DATA FOR PROCESSING:
┄┄┄┄┄┄

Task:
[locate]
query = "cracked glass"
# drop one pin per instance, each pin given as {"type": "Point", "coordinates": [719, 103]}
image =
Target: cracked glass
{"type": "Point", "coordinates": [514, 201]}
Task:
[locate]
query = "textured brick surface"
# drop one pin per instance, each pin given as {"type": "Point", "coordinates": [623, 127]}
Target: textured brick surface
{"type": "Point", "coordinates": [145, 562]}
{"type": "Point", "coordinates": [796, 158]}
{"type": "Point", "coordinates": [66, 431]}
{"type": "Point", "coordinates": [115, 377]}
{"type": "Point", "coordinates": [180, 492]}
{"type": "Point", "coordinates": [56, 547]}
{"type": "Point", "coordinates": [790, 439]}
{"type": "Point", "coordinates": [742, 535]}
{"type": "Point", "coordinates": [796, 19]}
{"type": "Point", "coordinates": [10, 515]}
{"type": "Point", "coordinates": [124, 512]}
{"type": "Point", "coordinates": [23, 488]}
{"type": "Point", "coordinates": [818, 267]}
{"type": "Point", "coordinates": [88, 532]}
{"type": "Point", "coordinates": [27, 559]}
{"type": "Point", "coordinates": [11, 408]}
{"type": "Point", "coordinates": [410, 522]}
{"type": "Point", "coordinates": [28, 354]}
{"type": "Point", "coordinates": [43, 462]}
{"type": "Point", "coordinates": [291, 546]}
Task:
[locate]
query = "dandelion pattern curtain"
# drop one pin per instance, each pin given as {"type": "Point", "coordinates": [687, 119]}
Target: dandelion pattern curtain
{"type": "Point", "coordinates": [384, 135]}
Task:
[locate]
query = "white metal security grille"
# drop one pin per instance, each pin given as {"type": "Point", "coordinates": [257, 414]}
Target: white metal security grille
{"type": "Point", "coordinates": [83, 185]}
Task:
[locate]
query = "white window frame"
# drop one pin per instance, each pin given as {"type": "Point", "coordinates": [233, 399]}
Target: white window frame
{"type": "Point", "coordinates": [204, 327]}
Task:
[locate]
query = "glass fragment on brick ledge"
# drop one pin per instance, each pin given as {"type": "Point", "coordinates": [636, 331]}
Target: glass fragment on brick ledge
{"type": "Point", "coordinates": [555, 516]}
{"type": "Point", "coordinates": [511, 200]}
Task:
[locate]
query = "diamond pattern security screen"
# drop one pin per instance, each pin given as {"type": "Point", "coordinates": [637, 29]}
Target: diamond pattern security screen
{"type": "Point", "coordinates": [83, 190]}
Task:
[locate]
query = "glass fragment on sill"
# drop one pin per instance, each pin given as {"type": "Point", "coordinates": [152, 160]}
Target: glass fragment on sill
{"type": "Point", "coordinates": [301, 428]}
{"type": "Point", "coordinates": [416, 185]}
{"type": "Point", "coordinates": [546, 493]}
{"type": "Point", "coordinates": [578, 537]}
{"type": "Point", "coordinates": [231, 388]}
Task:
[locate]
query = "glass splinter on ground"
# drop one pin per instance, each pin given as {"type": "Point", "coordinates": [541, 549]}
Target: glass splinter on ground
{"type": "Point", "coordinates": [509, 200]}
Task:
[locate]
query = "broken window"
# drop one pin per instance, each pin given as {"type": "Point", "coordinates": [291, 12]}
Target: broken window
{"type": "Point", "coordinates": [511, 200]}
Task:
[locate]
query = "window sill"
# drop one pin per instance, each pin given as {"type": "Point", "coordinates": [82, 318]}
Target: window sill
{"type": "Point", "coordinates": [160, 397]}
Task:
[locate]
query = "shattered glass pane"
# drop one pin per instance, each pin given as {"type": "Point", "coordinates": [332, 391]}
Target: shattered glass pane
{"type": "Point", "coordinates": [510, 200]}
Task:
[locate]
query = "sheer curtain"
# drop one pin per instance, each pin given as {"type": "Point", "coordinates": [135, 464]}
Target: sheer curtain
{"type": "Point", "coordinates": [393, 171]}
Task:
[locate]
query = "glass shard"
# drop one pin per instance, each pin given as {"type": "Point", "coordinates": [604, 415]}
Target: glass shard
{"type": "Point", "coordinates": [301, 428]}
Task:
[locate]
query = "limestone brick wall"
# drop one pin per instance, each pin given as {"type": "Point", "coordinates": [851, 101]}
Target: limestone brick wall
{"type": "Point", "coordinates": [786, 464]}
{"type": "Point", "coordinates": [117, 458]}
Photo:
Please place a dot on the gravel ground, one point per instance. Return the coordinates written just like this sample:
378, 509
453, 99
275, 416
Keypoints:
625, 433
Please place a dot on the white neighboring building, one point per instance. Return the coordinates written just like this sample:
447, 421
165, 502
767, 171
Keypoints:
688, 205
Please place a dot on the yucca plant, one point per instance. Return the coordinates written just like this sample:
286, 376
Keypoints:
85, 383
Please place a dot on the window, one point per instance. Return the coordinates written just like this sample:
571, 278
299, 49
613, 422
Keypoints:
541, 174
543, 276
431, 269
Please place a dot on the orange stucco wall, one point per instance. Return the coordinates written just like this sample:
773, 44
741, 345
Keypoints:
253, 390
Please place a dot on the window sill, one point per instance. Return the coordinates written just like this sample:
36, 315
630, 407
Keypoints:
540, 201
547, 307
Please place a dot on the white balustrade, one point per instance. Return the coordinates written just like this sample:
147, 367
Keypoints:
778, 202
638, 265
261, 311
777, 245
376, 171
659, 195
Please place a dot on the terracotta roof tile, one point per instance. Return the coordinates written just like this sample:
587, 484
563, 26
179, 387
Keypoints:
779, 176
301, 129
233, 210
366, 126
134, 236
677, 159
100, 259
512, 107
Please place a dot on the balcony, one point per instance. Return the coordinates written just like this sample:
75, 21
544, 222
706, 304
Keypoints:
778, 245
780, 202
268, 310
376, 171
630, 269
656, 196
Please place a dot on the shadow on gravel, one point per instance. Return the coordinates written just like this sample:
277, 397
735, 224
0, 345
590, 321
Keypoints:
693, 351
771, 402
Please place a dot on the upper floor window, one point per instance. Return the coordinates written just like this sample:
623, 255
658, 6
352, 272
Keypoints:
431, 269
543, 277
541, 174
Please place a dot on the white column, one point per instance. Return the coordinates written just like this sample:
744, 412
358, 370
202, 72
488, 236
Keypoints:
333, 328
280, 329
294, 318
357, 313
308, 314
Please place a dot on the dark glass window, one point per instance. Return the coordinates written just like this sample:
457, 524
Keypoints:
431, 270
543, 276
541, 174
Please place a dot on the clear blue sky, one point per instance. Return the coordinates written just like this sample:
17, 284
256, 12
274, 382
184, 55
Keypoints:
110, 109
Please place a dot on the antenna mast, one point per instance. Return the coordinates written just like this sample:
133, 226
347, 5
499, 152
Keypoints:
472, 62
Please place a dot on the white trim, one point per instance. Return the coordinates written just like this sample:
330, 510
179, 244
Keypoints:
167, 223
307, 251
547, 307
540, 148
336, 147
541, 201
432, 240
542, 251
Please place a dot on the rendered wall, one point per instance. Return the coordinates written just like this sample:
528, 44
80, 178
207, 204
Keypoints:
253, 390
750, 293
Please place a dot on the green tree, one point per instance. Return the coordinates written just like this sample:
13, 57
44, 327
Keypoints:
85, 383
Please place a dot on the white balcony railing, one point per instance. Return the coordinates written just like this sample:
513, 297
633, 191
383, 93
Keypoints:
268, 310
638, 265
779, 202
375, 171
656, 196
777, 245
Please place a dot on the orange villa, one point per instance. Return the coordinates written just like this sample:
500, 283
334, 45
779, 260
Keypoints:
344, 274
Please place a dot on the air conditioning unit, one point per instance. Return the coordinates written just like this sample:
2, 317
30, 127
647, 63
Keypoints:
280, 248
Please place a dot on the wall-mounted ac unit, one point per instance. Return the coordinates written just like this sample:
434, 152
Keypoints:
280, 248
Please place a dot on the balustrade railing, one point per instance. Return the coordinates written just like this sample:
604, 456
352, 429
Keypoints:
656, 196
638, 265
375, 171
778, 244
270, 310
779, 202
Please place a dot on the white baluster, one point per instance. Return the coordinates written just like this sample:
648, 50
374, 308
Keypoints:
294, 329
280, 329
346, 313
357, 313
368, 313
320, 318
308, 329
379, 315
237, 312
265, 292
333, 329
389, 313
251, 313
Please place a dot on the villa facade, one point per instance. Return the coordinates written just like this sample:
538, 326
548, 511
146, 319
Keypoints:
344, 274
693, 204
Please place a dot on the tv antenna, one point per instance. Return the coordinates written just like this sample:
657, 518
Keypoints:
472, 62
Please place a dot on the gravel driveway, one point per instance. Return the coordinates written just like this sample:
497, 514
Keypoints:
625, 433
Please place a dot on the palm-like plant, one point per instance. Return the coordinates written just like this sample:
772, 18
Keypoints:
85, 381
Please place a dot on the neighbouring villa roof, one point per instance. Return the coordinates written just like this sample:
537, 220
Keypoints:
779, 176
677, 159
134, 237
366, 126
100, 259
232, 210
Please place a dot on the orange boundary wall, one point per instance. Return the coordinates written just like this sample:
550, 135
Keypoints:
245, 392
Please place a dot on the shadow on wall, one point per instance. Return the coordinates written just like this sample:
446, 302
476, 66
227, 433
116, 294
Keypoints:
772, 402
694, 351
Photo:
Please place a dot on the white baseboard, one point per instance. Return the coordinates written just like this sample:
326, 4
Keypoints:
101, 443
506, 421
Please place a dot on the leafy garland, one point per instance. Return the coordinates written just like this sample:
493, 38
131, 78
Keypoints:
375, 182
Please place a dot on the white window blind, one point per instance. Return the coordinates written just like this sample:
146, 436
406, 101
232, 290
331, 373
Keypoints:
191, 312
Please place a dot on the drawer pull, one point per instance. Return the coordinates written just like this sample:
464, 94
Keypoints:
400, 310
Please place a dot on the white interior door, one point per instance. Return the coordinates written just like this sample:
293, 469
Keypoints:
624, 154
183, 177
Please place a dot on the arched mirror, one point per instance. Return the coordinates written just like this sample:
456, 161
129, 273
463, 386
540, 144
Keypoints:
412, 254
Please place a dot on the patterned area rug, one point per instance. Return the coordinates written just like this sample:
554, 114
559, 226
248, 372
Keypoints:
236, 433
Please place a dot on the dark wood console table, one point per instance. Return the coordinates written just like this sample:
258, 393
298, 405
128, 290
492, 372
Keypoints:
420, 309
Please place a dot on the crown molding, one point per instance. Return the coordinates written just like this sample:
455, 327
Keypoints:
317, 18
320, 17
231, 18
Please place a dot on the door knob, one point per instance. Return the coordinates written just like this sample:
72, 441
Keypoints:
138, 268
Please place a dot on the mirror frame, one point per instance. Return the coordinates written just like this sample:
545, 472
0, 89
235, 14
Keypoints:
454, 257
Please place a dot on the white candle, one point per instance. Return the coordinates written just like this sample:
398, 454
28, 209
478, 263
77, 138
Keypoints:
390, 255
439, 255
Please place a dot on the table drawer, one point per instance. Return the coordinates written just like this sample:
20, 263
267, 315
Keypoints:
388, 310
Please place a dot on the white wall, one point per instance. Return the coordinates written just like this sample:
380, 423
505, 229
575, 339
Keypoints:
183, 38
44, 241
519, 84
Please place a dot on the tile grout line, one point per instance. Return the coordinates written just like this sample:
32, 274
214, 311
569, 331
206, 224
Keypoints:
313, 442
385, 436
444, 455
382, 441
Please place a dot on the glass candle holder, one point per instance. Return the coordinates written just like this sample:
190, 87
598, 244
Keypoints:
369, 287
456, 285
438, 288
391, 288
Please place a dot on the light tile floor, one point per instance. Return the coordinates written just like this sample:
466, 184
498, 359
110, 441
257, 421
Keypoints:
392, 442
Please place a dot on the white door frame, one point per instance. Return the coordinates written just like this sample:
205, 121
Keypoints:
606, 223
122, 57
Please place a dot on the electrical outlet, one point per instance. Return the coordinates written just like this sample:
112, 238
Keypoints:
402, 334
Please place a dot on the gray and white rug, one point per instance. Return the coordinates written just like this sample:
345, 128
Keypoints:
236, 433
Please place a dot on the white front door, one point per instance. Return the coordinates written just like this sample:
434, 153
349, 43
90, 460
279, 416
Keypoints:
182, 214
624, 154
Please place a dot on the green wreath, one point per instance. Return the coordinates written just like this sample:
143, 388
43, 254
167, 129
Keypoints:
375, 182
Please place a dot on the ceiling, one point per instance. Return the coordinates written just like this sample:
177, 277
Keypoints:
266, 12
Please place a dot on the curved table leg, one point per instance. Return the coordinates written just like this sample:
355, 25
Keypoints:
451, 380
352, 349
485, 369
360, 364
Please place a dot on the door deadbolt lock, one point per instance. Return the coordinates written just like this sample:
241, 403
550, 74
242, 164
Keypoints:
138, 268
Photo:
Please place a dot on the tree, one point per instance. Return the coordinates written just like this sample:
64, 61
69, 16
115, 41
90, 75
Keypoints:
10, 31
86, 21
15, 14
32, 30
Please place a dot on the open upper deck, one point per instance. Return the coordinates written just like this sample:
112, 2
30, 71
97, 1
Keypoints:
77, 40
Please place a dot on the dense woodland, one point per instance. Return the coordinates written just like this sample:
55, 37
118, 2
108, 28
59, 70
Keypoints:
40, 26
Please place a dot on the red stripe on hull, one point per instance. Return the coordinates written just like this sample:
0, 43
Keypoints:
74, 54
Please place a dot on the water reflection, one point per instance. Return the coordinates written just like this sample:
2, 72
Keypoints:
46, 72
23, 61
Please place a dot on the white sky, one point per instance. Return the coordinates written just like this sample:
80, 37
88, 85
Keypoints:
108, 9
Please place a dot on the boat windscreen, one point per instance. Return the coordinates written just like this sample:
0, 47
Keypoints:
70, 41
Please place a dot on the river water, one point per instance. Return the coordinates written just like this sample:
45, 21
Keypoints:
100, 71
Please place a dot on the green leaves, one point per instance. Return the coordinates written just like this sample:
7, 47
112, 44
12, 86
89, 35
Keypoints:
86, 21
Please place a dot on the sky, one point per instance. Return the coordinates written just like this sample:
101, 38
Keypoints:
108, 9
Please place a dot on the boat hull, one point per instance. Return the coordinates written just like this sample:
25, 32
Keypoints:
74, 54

┄┄┄┄┄┄

WHAT IS REQUIRED:
Copy out every line of the listing that includes the string "boat".

YOUR RESPONSE:
Please place a dot on the boat windscreen, one point per instance. Return the coordinates written just like this sample:
Please place a dot on the boat hull, one point per instance. Return the coordinates written just like this sample:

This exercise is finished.